→ **EXTRACT PROVIDED**
====
ICO , is there some compatability issues with VB4 and  IE7 browser ? I think the web page you mentioned above , its not being rendered properly in my IE7. 

Its the Threads and recent posts layout , which seems to be rendered haphazardly.


----------



## hsr (Jul 27, 2012)

I'm sure there are ways of returning things back to the kirsch *cough*customcss*cough*


----------



## aaruni (Jul 27, 2012)

Rishi. said:


> ICO , is there some compatability issues with VB4 and  IE7 browser ? I think the web page you mentioned above , its not being rendered properly in my IE7.
> 
> Its the Threads and recent posts layout , which seems to be rendered haphazardly.



You use IE?


----------



## ico (Jul 27, 2012)

Rishi. said:


> ICO , is there some compatability issues with VB4 and  IE7 browser ? I think the web page you mentioned above , its not being rendered properly in my IE7.
> 
> Its the Threads and recent posts layout , which seems to be rendered haphazardly.


May be yes.



hsr said:


> I'm sure there are ways of returning things back to the kirsch *cough*customcss*cough*


we moved away from Kirsch on request 1.75~ years back. Was too bright for some people.


----------



## Chirag (Jul 27, 2012)

sad. i like the current theme.


----------



## Hrishi (Jul 27, 2012)

aaruni said:


> You use IE?



Its like sprinkling "Salt" on wounds.  
There is a reason I use IE7, its not my PC.Its installed at the workplace , since the Comp.website is designed for IE7.
.
I use Safari and Opera on my PC , when I am at my home.


----------



## cooljeba (Jul 27, 2012)

Tapatalk ftw..


----------



## aaruni (Jul 27, 2012)

Rishi. said:


> Its like sprinkling "Salt" on wounds.
> There is a reason I use IE7, its not my PC.Its installed at the workplace , since the Comp.website is designed for IE7.
> .
> I use Safari and Opera on my PC , when I am at my home.



Sorry. Apologies...


----------



## RCuber (Jul 27, 2012)

BTW I prefer Content over aesthetics, I will be happy if the upgraded version can include a v6b kinda theme/color scheme.
====
(Entries from a dataset)
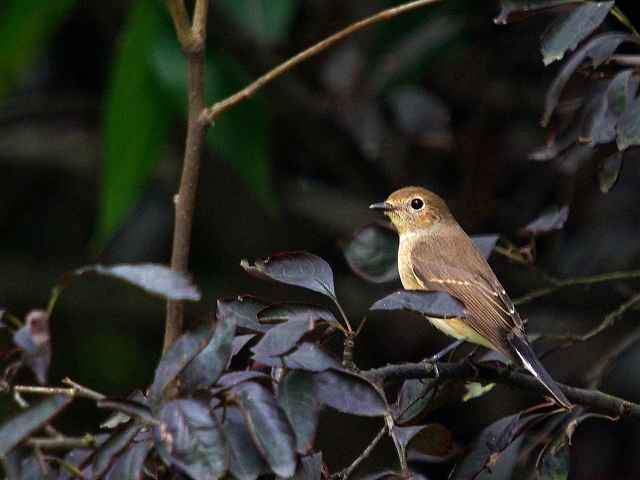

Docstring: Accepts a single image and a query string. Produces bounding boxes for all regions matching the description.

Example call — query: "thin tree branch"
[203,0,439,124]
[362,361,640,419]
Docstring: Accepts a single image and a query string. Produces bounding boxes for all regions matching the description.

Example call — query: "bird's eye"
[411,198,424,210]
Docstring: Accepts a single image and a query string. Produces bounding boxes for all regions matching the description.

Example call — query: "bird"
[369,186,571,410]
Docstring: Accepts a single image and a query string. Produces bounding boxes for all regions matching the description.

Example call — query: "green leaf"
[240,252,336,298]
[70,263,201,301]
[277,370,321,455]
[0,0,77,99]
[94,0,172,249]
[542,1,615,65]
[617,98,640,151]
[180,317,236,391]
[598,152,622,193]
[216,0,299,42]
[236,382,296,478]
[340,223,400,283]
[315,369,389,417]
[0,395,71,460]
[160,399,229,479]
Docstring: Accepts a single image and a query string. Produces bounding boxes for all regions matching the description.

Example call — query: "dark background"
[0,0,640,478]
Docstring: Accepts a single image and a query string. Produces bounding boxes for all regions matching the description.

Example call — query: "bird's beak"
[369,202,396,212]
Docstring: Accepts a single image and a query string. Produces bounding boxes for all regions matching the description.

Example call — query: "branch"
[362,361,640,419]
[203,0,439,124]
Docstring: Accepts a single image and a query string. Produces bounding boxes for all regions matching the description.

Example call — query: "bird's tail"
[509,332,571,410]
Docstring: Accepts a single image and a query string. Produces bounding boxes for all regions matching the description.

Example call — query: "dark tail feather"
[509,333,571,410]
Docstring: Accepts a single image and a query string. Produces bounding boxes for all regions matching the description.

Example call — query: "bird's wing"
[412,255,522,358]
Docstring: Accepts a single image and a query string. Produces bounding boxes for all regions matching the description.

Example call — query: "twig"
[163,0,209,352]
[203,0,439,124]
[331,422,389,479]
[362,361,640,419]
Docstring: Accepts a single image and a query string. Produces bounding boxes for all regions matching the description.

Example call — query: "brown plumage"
====
→ **GOAL A**
Decide whether each statement agrees with the forum thread, answering yes or no and quoting the words of the thread that settle it: (i) the rendering trouble in IE7 shows up in the Threads and recent posts layout; (ii) the Kirsch theme was dropped because it was too dark; (iii) the person using IE7 runs it on a home PC.
→ **GOAL B**
Render the stretch of the listing from its start through the line containing "[411,198,424,210]" as a numbered list, omitting blank lines and the picture.

→ **FULL ANSWER A**
(i) Yes: "Its the Threads and recent posts layout , which seems to be rendered haphazardly."
(ii) No: "Was too bright for some people."
(iii) No: "Its installed at the workplace" and "I use Safari and Opera on my PC , when I am at my home."

→ **FULL ANSWER B**
1. Docstring: Accepts a single image and a query string. Produces bounding boxes for all regions matching the description.
2. Example call — query: "thin tree branch"
3. [203,0,439,124]
4. [362,361,640,419]
5. Docstring: Accepts a single image and a query string. Produces bounding boxes for all regions matching the description.
6. Example call — query: "bird's eye"
7. [411,198,424,210]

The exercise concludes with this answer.